_WHAT YOU WILL DO_
**A)** In the drywall thread, what widths do JustMe's current spacer plates for the 5.5 allow?
**B)** Rewrite the paragraph of the drywall thread beginning "The 5.5 is sweet for screws" as a short numbered list of its screw-coating steps.
**C)** Write the next reply in the drywall thread, continuing from where it stops.

_TEXT_
Not wanting to burst your southern hemisphere bubble, cazna (yeah, right ), but I've been doing that already, with my 5.5 (and Columbia extendable handle), to give me different width sizes for coating screws, instead of using nail spotters.


----------



## cazna (Mar 28, 2010)

JustMe said:


> Not wanting to burst your southern hemisphere bubble, cazna (yeah, right ), but I've been doing that already, with my 5.5 (and Columbia extendable handle), to give me different width sizes for coating screws, instead of using nail spotters.


The 5.5 is sweet for screws and tapepros plate could be used the same, A nailspotter, I do one hotmud hand, Then tapepro 3 nailspotter 2nd coat and DMs 5.5 to finish the screws, Then only a light sand and all is well, Great minds think alike justme, ( Or bizarre twisted minds that no one else understands :jester


----------



## JustMe (Apr 17, 2009)

cazna said:


> The 5.5 is sweet for screws and tapepros plate could be used the same, A nailspotter, I do one hotmud hand, Then tapepro 3 nailspotter 2nd coat and DMs 5.5 to finish the screws, Then only a light sand and all is well, Great minds think alike justme, ( Or bizarre twisted minds that no one else understands :jester


I do one by hand with AP, then if using the 5.5, right now the spacer plates I have for it allow for 2" and 3" wide.


----------



## cazna (Mar 28, 2010)

JustMe said:


> I do one by hand with AP, then if using the 5.5, right now the spacer plates I have for it allow for 2" and 3" wide.

_SOURCE DATA_
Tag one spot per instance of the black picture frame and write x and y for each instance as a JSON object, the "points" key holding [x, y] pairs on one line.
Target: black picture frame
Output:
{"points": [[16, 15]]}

_ANSWERS BELOW_
**A)** 2" and 3" wide.

**B)**
1. Apply the first coat of hot mud by hand.
2. Apply the second coat with the Tapepro 3 nailspotter.
3. Finish the screws with DM's 5.5.
4. Give a light sand.

**C)**
Are there spacer plates for the 5.5?? These spacer plates add a whole new use to a box and does away with some of them, But im finding it a but hard to believe, Does the spacer plate on a box actually box and feather off the edges as well as the real size box?? The blade set wont be the same will it so they will always need back wiped to smooth the mud down wont they?? How messy does the plate get?? Does the mud spread all over it?? Im finding it hard to imagine its as good a correct size box.


----------



## gazman (Apr 29, 2011)

cazna said:


> Are there spacer plates for the 5.5?? These spacer plates add a whole new use to a box and does away with some of them, But im finding it a but hard to believe, Does the spacer plate on a box actually box and feather off the edges as well as the real size box?? The blade set wont be the same will it so they will always need back wiped to smooth the mud down wont they?? How messy does the plate get?? Does the mud spread all over it?? Im finding it hard to imagine its as good a correct size box.



I am sure Tom will be able to answer your questions.:thumbsup:


----------



## tomg (Dec 16, 2009)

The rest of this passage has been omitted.